[Location labeling records]
BEGIN

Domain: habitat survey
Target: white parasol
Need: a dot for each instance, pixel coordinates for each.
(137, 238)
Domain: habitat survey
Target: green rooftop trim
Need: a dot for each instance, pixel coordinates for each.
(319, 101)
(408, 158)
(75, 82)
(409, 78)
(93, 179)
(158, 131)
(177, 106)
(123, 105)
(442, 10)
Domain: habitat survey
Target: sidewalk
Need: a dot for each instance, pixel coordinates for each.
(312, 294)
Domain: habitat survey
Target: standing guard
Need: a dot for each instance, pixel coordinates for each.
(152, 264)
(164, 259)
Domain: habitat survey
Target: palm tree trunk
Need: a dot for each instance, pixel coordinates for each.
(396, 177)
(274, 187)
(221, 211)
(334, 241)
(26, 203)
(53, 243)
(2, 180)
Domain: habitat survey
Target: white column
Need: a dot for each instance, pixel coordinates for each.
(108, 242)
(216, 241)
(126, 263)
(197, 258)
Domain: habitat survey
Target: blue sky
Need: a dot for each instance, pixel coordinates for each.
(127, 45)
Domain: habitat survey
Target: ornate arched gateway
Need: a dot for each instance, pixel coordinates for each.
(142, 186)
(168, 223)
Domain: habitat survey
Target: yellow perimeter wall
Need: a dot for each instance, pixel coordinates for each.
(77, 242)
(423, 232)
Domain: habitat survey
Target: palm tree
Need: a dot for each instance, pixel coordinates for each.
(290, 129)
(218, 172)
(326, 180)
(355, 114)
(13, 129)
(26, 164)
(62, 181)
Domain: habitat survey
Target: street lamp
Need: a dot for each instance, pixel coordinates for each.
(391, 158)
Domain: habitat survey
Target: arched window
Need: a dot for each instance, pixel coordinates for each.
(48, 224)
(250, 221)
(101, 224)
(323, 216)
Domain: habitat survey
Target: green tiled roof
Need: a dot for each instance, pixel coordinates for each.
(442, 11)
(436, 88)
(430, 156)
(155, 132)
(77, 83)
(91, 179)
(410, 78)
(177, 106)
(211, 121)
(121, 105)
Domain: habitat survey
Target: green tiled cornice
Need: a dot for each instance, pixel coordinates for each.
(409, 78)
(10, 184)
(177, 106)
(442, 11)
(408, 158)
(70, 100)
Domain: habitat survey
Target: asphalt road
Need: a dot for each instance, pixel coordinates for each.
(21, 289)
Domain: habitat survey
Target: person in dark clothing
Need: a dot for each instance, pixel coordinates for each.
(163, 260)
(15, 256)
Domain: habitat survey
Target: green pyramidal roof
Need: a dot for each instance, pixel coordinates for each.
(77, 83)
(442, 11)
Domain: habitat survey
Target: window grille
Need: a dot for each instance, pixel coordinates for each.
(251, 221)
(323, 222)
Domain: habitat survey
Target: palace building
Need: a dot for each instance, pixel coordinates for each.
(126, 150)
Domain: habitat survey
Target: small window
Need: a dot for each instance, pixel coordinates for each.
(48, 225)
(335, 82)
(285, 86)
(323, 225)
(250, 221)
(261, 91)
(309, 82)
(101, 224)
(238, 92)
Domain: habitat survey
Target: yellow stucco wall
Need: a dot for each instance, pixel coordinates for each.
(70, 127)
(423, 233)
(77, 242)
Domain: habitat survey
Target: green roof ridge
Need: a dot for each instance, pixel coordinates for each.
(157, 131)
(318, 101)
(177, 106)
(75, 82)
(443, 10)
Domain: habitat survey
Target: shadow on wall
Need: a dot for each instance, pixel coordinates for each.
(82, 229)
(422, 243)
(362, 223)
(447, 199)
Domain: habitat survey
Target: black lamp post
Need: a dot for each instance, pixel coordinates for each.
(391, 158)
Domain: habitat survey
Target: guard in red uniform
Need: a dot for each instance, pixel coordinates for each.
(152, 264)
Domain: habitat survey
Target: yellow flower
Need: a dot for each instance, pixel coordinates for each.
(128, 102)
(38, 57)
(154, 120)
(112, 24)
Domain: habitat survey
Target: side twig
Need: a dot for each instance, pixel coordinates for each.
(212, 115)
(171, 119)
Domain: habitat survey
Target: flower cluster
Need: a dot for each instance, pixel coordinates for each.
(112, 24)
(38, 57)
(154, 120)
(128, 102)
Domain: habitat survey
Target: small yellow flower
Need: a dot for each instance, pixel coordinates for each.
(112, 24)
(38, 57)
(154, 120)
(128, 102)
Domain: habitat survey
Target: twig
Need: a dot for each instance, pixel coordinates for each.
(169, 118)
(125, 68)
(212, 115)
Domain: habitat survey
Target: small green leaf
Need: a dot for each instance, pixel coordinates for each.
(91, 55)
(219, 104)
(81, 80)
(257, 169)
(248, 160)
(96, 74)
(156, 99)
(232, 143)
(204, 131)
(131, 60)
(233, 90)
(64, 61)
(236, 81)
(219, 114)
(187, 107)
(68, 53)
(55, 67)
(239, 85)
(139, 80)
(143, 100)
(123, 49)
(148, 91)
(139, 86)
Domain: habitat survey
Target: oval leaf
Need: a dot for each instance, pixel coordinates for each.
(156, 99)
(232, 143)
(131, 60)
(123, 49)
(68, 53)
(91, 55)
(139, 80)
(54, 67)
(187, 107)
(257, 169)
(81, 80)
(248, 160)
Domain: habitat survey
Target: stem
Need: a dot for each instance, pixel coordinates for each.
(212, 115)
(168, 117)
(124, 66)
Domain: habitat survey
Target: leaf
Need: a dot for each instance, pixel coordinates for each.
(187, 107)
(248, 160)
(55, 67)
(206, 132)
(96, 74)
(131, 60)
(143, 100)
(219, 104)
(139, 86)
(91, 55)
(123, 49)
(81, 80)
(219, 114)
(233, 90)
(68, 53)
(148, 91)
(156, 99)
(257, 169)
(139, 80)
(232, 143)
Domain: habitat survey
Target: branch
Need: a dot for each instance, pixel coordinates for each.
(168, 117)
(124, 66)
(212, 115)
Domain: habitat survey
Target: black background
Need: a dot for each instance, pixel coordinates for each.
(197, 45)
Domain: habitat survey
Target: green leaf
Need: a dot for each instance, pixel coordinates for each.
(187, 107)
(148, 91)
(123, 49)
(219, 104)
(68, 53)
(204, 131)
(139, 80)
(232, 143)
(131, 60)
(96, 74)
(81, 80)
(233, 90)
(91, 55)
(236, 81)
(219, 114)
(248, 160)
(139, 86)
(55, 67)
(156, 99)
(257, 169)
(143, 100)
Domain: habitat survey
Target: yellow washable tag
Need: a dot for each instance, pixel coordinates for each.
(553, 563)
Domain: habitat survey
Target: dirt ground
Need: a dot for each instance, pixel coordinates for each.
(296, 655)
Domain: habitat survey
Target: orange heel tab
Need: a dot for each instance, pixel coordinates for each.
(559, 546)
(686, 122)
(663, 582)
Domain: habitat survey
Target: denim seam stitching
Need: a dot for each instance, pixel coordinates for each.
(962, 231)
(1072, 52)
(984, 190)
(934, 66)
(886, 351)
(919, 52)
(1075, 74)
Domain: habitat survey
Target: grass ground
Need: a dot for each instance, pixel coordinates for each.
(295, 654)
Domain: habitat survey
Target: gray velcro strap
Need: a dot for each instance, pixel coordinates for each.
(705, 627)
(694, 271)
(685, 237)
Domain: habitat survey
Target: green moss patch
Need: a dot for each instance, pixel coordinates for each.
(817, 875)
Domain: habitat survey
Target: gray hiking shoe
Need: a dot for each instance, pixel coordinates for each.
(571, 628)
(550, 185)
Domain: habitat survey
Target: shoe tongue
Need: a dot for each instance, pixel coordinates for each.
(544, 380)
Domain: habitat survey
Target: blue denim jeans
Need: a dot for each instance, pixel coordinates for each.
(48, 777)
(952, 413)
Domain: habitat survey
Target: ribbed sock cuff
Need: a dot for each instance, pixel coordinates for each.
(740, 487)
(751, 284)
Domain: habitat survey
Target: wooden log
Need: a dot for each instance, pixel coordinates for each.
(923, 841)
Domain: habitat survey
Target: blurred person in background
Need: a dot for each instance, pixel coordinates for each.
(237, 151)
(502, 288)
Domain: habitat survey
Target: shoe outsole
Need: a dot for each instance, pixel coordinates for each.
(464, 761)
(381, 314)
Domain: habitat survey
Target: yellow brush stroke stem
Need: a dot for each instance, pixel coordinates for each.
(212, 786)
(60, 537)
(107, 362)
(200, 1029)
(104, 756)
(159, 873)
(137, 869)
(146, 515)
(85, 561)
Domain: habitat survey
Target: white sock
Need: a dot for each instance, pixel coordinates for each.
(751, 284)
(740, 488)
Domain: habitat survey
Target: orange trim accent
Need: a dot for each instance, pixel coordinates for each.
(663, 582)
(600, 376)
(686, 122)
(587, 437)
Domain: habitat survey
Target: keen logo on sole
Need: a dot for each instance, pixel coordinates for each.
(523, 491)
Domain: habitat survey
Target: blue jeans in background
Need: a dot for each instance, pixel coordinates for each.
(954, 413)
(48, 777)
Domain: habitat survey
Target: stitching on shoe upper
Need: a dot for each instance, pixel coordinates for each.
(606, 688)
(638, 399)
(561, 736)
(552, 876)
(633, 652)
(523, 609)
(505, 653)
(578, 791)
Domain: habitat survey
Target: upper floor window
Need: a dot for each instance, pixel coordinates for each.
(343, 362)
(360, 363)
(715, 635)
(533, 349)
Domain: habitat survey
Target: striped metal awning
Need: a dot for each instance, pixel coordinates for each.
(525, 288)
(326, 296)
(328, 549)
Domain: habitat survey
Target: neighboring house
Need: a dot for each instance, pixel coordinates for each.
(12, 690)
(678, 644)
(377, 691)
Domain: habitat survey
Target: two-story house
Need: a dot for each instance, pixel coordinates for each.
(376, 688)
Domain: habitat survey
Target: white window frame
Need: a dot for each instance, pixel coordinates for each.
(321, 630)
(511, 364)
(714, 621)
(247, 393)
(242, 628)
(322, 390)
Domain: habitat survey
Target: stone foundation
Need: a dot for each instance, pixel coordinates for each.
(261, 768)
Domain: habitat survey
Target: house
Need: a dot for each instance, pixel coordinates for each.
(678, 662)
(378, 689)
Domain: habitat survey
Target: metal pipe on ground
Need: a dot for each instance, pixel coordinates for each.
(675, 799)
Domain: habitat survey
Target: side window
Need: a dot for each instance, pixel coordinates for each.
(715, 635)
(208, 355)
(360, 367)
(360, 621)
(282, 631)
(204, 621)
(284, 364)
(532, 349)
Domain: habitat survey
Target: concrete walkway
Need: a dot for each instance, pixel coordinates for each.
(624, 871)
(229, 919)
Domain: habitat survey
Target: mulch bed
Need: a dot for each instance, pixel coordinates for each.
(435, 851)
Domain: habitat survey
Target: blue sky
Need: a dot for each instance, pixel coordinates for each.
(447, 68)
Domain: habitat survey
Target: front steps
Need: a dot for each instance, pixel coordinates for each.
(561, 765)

END

(Task objective)
Show each line of the records that contains the string "blue", treating the match as case-sensitive.

(Solution to the exercise)
Target: blue sky
Target: blue denim jeans
Target: blue jeans in background
Target: blue sky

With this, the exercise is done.